-------- Dataset content --------

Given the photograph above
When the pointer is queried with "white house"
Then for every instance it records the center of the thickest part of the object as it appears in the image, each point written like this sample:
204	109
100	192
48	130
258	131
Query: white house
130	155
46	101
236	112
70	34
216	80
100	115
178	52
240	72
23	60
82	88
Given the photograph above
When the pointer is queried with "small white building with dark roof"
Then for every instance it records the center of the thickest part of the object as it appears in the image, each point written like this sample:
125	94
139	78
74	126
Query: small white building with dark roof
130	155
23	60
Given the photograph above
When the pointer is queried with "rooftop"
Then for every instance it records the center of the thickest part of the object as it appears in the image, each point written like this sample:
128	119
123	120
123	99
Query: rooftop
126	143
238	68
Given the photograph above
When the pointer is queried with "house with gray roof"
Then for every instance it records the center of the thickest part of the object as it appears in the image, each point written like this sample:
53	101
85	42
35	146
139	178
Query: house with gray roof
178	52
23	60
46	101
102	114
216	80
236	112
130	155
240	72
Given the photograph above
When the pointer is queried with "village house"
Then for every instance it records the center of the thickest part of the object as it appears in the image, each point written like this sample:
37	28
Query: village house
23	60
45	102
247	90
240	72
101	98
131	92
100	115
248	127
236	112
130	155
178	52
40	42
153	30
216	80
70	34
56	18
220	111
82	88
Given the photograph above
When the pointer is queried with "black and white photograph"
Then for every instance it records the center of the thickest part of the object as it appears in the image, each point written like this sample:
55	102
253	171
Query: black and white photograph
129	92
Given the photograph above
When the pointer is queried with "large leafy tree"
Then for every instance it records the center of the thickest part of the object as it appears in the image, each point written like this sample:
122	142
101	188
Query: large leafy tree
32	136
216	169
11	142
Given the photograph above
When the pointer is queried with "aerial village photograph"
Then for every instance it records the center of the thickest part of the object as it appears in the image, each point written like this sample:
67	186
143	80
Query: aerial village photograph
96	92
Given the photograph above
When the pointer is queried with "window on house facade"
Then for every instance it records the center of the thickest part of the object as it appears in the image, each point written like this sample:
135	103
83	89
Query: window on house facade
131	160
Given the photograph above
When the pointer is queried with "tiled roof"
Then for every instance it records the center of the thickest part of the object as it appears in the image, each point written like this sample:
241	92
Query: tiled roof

--------

Copy out the full material exactly as it appears.

* **Final result**:
Given the photograph above
When the pointer is queried with "white house"
Then for every instance it records the center of the thickest part of the object as it appears in the image, each point written like this sample:
204	109
100	192
48	130
258	131
Query: white house
130	155
46	101
236	112
70	34
216	80
100	115
178	52
240	72
23	60
82	88
Given the photograph above
When the pointer is queried with "small white building with dark roof"
Then for every instance it records the center of the thickest part of the object as it appears in the image, each point written like this sample:
125	94
139	78
74	126
Query: small white building with dark roof
130	155
23	60
Given the photograph above
When the pointer is queried with "rooftop"
Then for every instance it records the center of the thickest part of the object as it appears in the image, each point written like this sample:
128	119
123	120
123	99
Query: rooftop
126	143
238	68
Given the photograph above
When the pointer is queried with "house with gray roof"
Then for every instance it records the center of the thickest part of the object as it appears in the image, each point written like this sample:
53	101
85	42
35	146
139	178
Query: house with gray roof
178	52
23	60
46	101
102	114
216	80
236	112
130	155
240	72
Given the photograph above
When the pointer is queried with "village house"
Then for every instance it records the center of the thickest part of the object as it appears in the image, each point written like this sample:
37	28
Query: village house
23	60
45	102
247	90
240	72
101	98
131	92
100	115
248	127
236	112
130	155
178	52
40	42
153	30
216	80
70	34
56	18
220	111
82	88
Given the photograph above
When the pointer is queried with "black and white photograph"
Then for every instance it records the center of the thickest part of the object as it appears in the image, each point written like this sample:
55	102
253	171
Query: black and white photograph
129	92
Given the photograph above
When the pointer is queried with "large leafy tree"
Then for every instance it records the center of the thickest part of the object as it appears in the image, each point written like this sample:
122	142
101	188
Query: large leafy tree
32	136
216	169
11	142
Given the photograph above
When the pointer is queried with "aerial village photograph"
Then for every instance it records the center of the thickest part of the object as it appears in the image, each point written like this sample:
67	186
143	80
Query: aerial village photograph
96	92
Given the photograph above
When the pointer is queried with "window on house facade"
Then for every instance it records the center of the thickest part of the object as it appears in the image, each point written like this sample:
135	103
83	89
Query: window on house facade
131	160
Given the photograph above
When the pointer is queried with "tiled roof"
Then for every instance it records the center of the thickest part of the object as it appears in the image, each point written like this sample:
241	92
Query: tiled roof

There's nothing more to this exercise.